Oftentimes, you may be tempted to repress your emotions around non-HSPs — you may feel frustrated or ashamed that you’re more sensitive than others. You’re both in the same situation, yet you react more strongly than they do. What’s wrong with me, you may wonder. In short, nothing.
When you try to hide your feelings, it usually has serious ramifications, as overwhelm and emotional flooding may take place. In times like these, strategies can help — knowing what works for you and what doesn’t.
4. Get as much alone time as you need (which is an HSP necessity).
In order to ensure you get the alone time you need, you can schedule it — this way, it’ll help you prevent overwhelm from all the overstimulation you experience. You’ll know that for a definite period of time, you will be undisturbed and can choose to enjoy your solo time however you see fit — in silence, reading a book, taking a walk, and so on. And if you work or live in a noisy environment, getting this time to yourself is key. (Plus, I’d recommend ignoring your phone, too — the texts and emails can wait, trust me.)
5. Use noise-canceling headphones to your advantage.
If you live in a space where the atmosphere is distinctly toxic, loud, and headache-inducing, a good pair of noise-canceling headphones can work wonders. Whether you listen to white noise (via an app or YouTube channel), ASMR (Autonomous Sensory Meridian Response, wherein you listen to people doing very soothing things, like whispering or brushing their hair), or to nothing at all (the headphones are just a decoy to tune people out), relaxation is the name of the game. These will all help you block out everything else, the very things that can add overwhelm and overstimulation to your life.

Tasks to carry out |
[a] In the passage on highly sensitive people, rewrite the section between "4. Get as much" and "wait, trust me.)", inclusive, swapping "alone time" for "quiet time".
[b] In the passage on highly sensitive people, what does ASMR stand for?
[c] Write what comes next in the passage on highly sensitive people, starting after its final sentence.
The lines that follow have nothing to do with the passage on highly sensitive people.

Data shown |
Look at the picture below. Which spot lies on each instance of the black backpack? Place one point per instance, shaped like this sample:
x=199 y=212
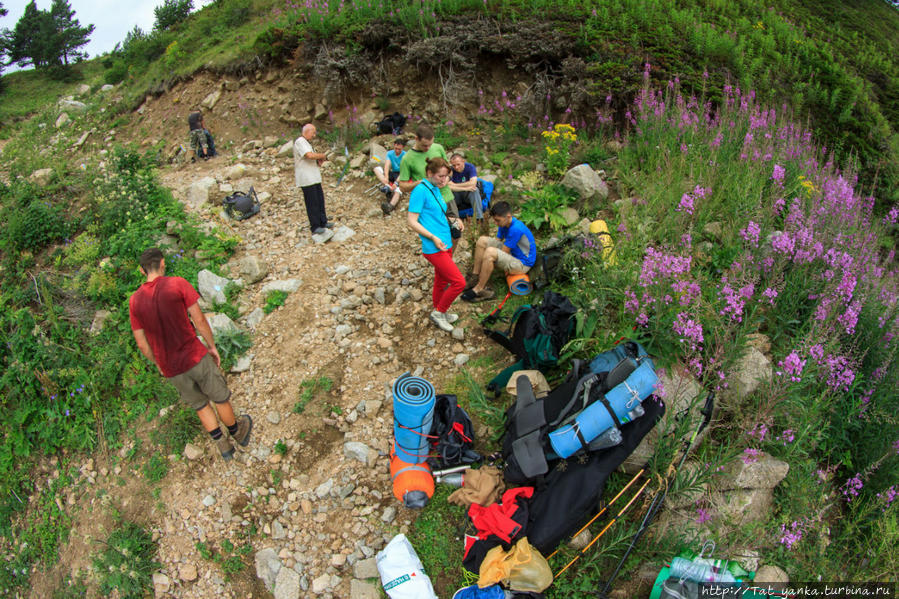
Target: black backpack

Answers to this exercise |
[a]
4. Get as much quiet time as you need (which is an HSP necessity).
In order to ensure you get the quiet time you need, you can schedule it — this way, it’ll help you prevent overwhelm from all the overstimulation you experience. You’ll know that for a definite period of time, you will be undisturbed and can choose to enjoy your solo time however you see fit — in silence, reading a book, taking a walk, and so on. And if you work or live in a noisy environment, getting this time to yourself is key. (Plus, I’d recommend ignoring your phone, too — the texts and emails can wait, trust me.)

[b] Autonomous Sensory Meridian Response.

[c]
6. Start a new hobby and do it regularly.
Should you need a break from the non-HSP-ness of the world, engaging in a new hobby will do the trick. You can explore various shows, podcasts, documentaries, videos, books, sports, types of dance/workouts, meditation and mindfulness, music, and so on, which will help distract you from the overwhelm of the world and give you a chance to recharge. And when the hobby becomes part of your routine — which HSPs love — you’ll be well on your way to feeling less overstimulated and more grounded.
At the End of the Day, Do What Makes You Happy
More than anything, connection to your identity and yourself — and to people who you love and who love you — are key to a happy life as a highly sensitive person. Even if you are not able to find such people around you in person, there are plenty of virtual options (such as this website, as well as the Highly Sensitive Refuge Facebook Group). Both have helped me feel less alone as a highly sensitive person, and I hope they do the same for you.
Unfortunately, the default in this world is for people to keep their emotions to themselves, not to “burden” others with them or appear to be “too sensitive.” However, as an HSP, it’s very possible for us to survive — and thrive — in this primarily non-HSP world. I’m proof.